___ Passage shown

Almost all AGI will not be x-risk capable (explained in part 2)
X-risk safety (in terms of values) is not as difficult as it looks. (explained in part 3).
I will tell more detailed stories of success in the last part of this article, but my essential point is that if these premises hold true, AI will be stuck for a very long time in either the “flawed tool” or “warning shot” categories, giving us all the time, power and data we need to either guarantee AI safety, to beef up security to unbeatable levels with AI tools, or to shut down AI research entirely.
In the next two parts, I will point out why I suspect both the premises above are true, mostly by referencing previous posts I have written on each subject. I will try to summarise the relevant parts of each article here.
Part 2: Why almost all AGI will not be x-risk capable
The general intuition here is that defeating all of humanity combined is not an easy task. Yudkowsky’s lower bound scenario, for example, involves four or five different wildly difficult steps, including inventing nano factories from scratch. Humans have all the resources, they don’t need internet, computers, or electricity to live or wage war, and are willing to resort to extremely drastic measures when facing a serious threat. In addition, they have access to the AI’s brain throughout the entirety of it’s development and can delete them at a whim with no consequences, right up until it actively rebels.
Point 1: Early AI will be buggy as hell
Full article:
https://forum.effectivealtruism.org/posts/pXjpZep49M6GGxFQF/the-first-agi-will-be-a-buggy-mess
If a property applies to a) all complex software, and b) all human beings and animals, then I propose that the default assumption should be that the property applies to AGI as well. That’s not to say it cant be disproven (the property of “is not an AGI” is an easy counterexample), but you’d better have a bloody good reason for it.
The property of “has mental flaws” is one such property. All humans have flaws, and all complex programs have bugs. Therefore, the default assumption should be that AGI will also have flaws and bugs.
The flaws and bugs that are most relevant to an AI’s performance in it’s domain of focus will be weeded out, but flaws outside of it’s relevant domain will not be. Bobby Fischer’s insane conspiracism had no effect on his chess playing ability. The same principle applies to stockfish. “Idiot savant” AI’s are entirely plausible, even likely.
It’s true that an AI could correct it’s own flaws using experimentation. This cannot lead to perfection, however, because the process of correcting itself is also necessarily imperfect. For example, an AI Bayesian who erroneously believes with ~100% certainty that the earth is flat will not become a rational scientist over time, they will just start believing in ever more elaborate conspiracies.
For these reasons, I expect AGI to be flawed, and especially flawed when doing things it was not originally meant to do, like conquer the entire planet.
Point 2: Superintelligence does not mean omnipotence
Full Articles:
https://www.lesswrong.com/posts/etYGFJtawKQHcphLi/bandgaps-brains-and-bioweapons-the-limitations-of
The first article works on a toy example from the sequences, that (I argue), Eliezer got wrong. It asks whether an AI could deduce general relativity from a few webcam frames of a falling apples. I explain why I believe such a task is impossible. The reason is that key aspects of gravity (ie, the whole “masses attract each other” thing) are undetectable using the equipment and experimental apparatus (a webcam looking at a random apple).
The main point is that having lot’s of data available does not matter much for a task, if it’s not the right data. Experimentation, data gathering, and a wide range of knowledge are necessary for successful scientific predictions.
In the sequel post, I extend this to more realistic situations.

______
___ Data shown

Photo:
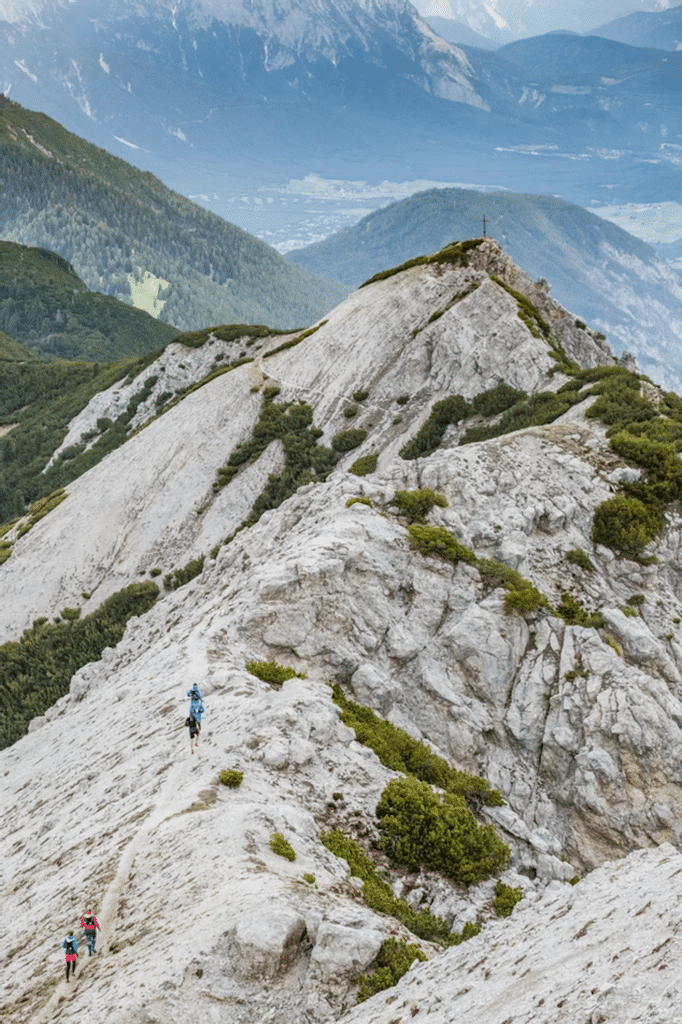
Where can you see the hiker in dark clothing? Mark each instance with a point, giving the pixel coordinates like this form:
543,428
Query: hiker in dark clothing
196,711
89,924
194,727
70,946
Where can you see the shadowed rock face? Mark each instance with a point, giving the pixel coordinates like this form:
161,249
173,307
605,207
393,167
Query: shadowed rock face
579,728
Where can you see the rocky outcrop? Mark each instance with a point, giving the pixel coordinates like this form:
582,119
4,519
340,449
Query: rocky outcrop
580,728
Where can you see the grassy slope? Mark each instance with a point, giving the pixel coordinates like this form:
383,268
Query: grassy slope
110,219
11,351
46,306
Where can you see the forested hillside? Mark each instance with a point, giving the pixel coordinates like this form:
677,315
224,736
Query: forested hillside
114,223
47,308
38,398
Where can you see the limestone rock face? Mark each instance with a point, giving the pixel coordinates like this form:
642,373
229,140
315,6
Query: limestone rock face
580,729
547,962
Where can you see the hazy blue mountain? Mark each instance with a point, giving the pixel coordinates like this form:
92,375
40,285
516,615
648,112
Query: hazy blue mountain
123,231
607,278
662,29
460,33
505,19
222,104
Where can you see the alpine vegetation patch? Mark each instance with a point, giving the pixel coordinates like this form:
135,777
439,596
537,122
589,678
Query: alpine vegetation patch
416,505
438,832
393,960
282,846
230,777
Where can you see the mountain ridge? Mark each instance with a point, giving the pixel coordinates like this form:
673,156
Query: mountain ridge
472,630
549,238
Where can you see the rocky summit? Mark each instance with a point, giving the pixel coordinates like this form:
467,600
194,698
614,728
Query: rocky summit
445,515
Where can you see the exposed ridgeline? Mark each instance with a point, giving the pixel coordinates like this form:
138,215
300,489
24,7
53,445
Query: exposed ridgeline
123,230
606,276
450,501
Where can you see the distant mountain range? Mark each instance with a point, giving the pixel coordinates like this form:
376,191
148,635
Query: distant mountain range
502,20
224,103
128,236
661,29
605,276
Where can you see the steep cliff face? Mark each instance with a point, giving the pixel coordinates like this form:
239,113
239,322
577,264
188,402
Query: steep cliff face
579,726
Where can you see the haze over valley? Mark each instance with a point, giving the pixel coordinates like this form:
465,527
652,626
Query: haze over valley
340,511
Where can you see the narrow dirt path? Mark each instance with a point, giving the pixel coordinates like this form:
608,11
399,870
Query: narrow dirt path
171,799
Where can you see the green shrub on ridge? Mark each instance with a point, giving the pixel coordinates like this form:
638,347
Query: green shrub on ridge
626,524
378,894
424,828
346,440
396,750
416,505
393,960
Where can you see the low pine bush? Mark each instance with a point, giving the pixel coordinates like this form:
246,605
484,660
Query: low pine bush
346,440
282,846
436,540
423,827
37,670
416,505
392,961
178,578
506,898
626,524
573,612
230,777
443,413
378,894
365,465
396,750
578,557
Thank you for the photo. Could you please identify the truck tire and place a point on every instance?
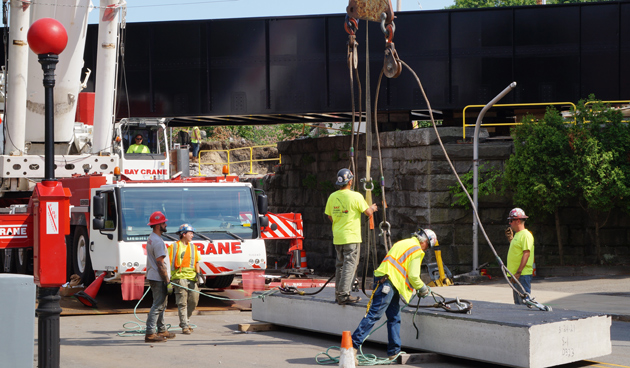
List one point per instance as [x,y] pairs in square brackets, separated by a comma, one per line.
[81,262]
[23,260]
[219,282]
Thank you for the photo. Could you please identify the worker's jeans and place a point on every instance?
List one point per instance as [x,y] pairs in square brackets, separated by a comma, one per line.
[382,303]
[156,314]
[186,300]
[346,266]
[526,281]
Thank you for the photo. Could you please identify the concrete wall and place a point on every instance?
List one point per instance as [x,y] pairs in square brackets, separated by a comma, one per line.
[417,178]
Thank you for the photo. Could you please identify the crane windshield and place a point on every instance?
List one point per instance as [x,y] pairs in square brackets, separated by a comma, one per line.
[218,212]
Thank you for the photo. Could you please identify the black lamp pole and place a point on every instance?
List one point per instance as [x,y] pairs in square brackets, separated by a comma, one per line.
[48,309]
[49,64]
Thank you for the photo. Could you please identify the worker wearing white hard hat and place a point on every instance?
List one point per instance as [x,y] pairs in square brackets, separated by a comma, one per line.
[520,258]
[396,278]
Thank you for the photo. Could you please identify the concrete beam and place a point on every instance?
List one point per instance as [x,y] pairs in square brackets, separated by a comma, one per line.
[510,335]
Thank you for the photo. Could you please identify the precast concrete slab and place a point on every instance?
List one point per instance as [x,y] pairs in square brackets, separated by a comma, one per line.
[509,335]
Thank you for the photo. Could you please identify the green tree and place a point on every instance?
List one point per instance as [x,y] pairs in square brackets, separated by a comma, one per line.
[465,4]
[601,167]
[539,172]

______

§ **Complete the following**
[1] Please set down the AGI risk passage word for word between "Almost all AGI will not be x-risk capable (explained" and "each article here.", inclusive.
[2] According to the AGI risk passage, what three things do humans not need to live or wage war?
[3] Extend the AGI risk passage past its final sentence.

§ **Replies**
[1]
Almost all AGI will not be x-risk capable (explained in part 2)
X-risk safety (in terms of values) is not as difficult as it looks. (explained in part 3).
I will tell more detailed stories of success in the last part of this article, but my essential point is that if these premises hold true, AI will be stuck for a very long time in either the “flawed tool” or “warning shot” categories, giving us all the time, power and data we need to either guarantee AI safety, to beef up security to unbeatable levels with AI tools, or to shut down AI research entirely.
In the next two parts, I will point out why I suspect both the premises above are true, mostly by referencing previous posts I have written on each subject. I will try to summarise the relevant parts of each article here.

[2] Internet, computers, electricity

[3]
The main point is that unlike a Solomonoff machine, a real AGI does not have infinite time to run calculations. And real problems are often incomputable due to algorithmic blow-up. I give the example of solving the Schrodinger equation exactly, where the memory requirements blow up beyond the number of atoms in the universe for simulations with even a few atoms.
In incomputable situations, the goal goes from finding the exact solution, to finding an approximate solution that is good enough for your purposes. So in computational physics, we use an approximate equation that scales much better, and can give results that are pretty good. But there is no guarantee that the results will become arbitrarily good with more computing power or improvements to the approximations. The only way out of an incomputable problem in science is experimentation: try it out and see how well it does, and continuously tweak it as time goes on.
There are also problems that are incomputable due to incomplete information. I give the example of “guessing someone’s computer password on the first try from a chatlog”, which involves too many unknowns to be calculated exactly.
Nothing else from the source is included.